● **STATED EXERCISE**
Rewrite all of the entries below, changing every "with one point" to "using a single point" and keeping everything else the same.

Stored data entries
▬▬▬▬▬▬▬▬▬▬
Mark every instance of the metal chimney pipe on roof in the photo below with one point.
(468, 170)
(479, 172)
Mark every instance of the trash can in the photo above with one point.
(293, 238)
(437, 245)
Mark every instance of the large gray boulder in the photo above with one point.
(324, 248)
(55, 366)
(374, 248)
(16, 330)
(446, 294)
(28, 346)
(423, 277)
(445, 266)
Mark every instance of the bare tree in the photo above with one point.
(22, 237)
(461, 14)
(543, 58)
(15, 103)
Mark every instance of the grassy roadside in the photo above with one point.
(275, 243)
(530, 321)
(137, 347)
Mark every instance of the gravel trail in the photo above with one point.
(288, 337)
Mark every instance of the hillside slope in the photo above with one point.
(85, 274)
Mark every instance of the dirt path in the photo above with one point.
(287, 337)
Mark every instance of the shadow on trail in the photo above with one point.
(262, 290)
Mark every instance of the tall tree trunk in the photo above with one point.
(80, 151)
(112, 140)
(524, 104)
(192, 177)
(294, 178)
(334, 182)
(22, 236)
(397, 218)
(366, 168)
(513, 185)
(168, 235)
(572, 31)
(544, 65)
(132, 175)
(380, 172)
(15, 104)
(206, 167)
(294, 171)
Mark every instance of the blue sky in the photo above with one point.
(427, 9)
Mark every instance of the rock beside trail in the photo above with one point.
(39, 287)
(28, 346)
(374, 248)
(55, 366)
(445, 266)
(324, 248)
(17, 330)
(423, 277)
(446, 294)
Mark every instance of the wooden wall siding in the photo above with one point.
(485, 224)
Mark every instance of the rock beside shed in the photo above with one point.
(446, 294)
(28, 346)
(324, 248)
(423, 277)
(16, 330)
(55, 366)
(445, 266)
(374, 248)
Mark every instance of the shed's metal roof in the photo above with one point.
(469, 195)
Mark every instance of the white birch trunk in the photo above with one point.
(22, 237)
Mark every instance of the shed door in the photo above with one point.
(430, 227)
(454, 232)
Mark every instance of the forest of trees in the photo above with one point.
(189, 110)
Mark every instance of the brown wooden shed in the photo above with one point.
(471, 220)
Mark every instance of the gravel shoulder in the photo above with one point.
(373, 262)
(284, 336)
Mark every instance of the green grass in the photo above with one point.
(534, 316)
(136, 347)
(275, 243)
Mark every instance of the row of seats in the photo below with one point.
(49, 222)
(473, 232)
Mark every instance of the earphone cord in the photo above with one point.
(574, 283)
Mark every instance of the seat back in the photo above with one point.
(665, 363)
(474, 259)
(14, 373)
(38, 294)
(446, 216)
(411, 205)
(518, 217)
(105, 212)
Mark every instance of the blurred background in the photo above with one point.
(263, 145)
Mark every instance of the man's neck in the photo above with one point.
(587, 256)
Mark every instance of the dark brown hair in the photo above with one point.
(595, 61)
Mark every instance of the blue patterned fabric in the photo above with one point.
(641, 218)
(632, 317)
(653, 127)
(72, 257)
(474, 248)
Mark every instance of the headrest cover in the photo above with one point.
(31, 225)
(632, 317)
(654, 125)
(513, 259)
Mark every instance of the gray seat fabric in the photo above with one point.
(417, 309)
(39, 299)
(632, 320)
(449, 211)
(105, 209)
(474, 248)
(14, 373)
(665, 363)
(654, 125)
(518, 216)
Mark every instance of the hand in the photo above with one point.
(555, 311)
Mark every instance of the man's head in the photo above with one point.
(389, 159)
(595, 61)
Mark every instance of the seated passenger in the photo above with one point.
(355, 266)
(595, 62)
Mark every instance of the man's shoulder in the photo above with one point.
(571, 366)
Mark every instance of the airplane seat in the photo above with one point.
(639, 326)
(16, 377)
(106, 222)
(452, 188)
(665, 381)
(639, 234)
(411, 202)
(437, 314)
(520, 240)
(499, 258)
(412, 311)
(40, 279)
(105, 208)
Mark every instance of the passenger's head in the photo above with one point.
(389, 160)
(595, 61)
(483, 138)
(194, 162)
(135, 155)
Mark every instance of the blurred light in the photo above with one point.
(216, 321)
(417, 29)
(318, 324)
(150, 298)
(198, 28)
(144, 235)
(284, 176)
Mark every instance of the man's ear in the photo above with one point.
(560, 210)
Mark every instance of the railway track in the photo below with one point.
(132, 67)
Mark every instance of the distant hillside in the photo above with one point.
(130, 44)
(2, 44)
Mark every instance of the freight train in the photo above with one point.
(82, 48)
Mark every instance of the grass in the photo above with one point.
▬▬▬▬▬▬▬▬▬▬
● **ANSWER IN FULL**
Mark every instance of the metal chimney pipe on roof in the photo below using a single point.
(468, 170)
(479, 172)
Mark every instance of the trash can in the photo above using a single point.
(293, 238)
(437, 245)
Mark every instance of the large gray boulder in the photo above using a single point.
(324, 248)
(55, 366)
(374, 248)
(16, 330)
(446, 294)
(28, 346)
(423, 277)
(445, 266)
Mark every instance of the bare tree in the photo above using a single point.
(22, 237)
(461, 14)
(543, 58)
(15, 103)
Mark every instance of the grassy roadside in the photo above using a single point.
(275, 243)
(530, 321)
(137, 347)
Mark every instance of the gravel trail in the photo above using a single point.
(288, 337)
Mark every instance of the hillside slope in the photo above using a single point.
(85, 274)
Mark every instance of the dirt path in the photo above using a single point.
(287, 337)
Mark every instance of the shadow on trail in the photo above using a single point.
(262, 290)
Mark every instance of the tall tree trunk in the photo above using a single point.
(80, 151)
(112, 140)
(524, 104)
(192, 177)
(294, 178)
(334, 182)
(22, 236)
(397, 218)
(366, 168)
(513, 185)
(168, 235)
(572, 31)
(544, 65)
(132, 175)
(380, 172)
(15, 104)
(206, 167)
(294, 171)
Mark every instance of the blue sky in the photo above using a single point.
(427, 9)
Mark every instance of the rock beside trail in the photo above using a single point.
(39, 287)
(28, 346)
(374, 248)
(55, 366)
(445, 266)
(324, 248)
(17, 330)
(423, 277)
(446, 294)
Mark every instance of the wooden wall siding in the photo above using a single point.
(485, 224)
Mark every instance of the rock beside shed in the photo above using a single point.
(446, 294)
(28, 346)
(324, 248)
(423, 277)
(16, 330)
(55, 366)
(445, 266)
(374, 248)
Mark every instance of the shed's metal roof in the photo above using a single point.
(469, 195)
Mark every instance of the white birch trunk in the photo above using a single point.
(22, 237)
Mark every instance of the shed door in the photo above using a single point.
(430, 227)
(454, 232)
Mark every instance of the forest of trees in the photo above using a single point.
(189, 110)
Mark every instance of the brown wooden shed in the photo above using a single point.
(471, 220)
Mark every instance of the gravel shoulder in the photo above using a single point.
(373, 262)
(284, 336)
Mark every instance of the green grass in the photo above using a single point.
(534, 316)
(136, 347)
(275, 243)
Mark every instance of the row of seats in the photo below using a single point.
(49, 222)
(473, 232)
Mark every instance of the earphone cord in the photo above using a single point.
(574, 283)
Mark every instance of the seat back in the photo above using a single point.
(665, 363)
(474, 259)
(14, 373)
(38, 294)
(446, 216)
(411, 205)
(518, 217)
(105, 212)
Mark every instance of the blurred background in the photo above using a single point.
(263, 145)
Mark every instance of the man's neck in the photo above using a single point.
(587, 256)
Mark every instance of the dark brown hair in the photo above using a single point.
(595, 61)
Mark every instance of the blue patterned fabric in the photo above using a single point.
(641, 218)
(632, 317)
(653, 127)
(72, 257)
(474, 248)
Mark every instance of the headrest cover in the photo above using a single point.
(31, 225)
(632, 317)
(654, 125)
(513, 259)
Mark every instance of the gray seat fabric in the photo above using a single point.
(417, 309)
(39, 299)
(632, 320)
(449, 211)
(105, 209)
(474, 248)
(14, 373)
(665, 363)
(654, 125)
(518, 216)
Mark every instance of the hand in the photo above using a single point.
(555, 311)
Mark every instance of the man's head in the photo above using a single point.
(389, 159)
(595, 61)
Mark every instance of the seated passenger in the photo above using a single point.
(355, 266)
(595, 62)
Mark every instance of the man's shoulder in the photo above using a single point.
(571, 366)
Mark every instance of the airplane seat in the photo above using a single point.
(639, 326)
(16, 377)
(106, 222)
(452, 188)
(665, 381)
(639, 234)
(411, 202)
(437, 314)
(520, 240)
(499, 258)
(412, 311)
(40, 279)
(105, 208)
Mark every instance of the passenger's head in the photo above using a single point.
(389, 160)
(595, 61)
(483, 138)
(194, 162)
(135, 155)
Mark every instance of the blurred light in the photo above using a single point.
(216, 321)
(417, 29)
(318, 324)
(150, 298)
(198, 28)
(144, 235)
(284, 176)
Mark every instance of the man's ear in the photo above using a single point.
(560, 210)
Mark every instance of the railway track in the photo below using a single point.
(132, 67)
Mark every instance of the distant hillside in the photo above using a single point.
(130, 44)
(2, 44)
Mark every instance of the freight train in the photo above using a single point.
(82, 48)
Mark every instance of the grass in the photo above using a single point.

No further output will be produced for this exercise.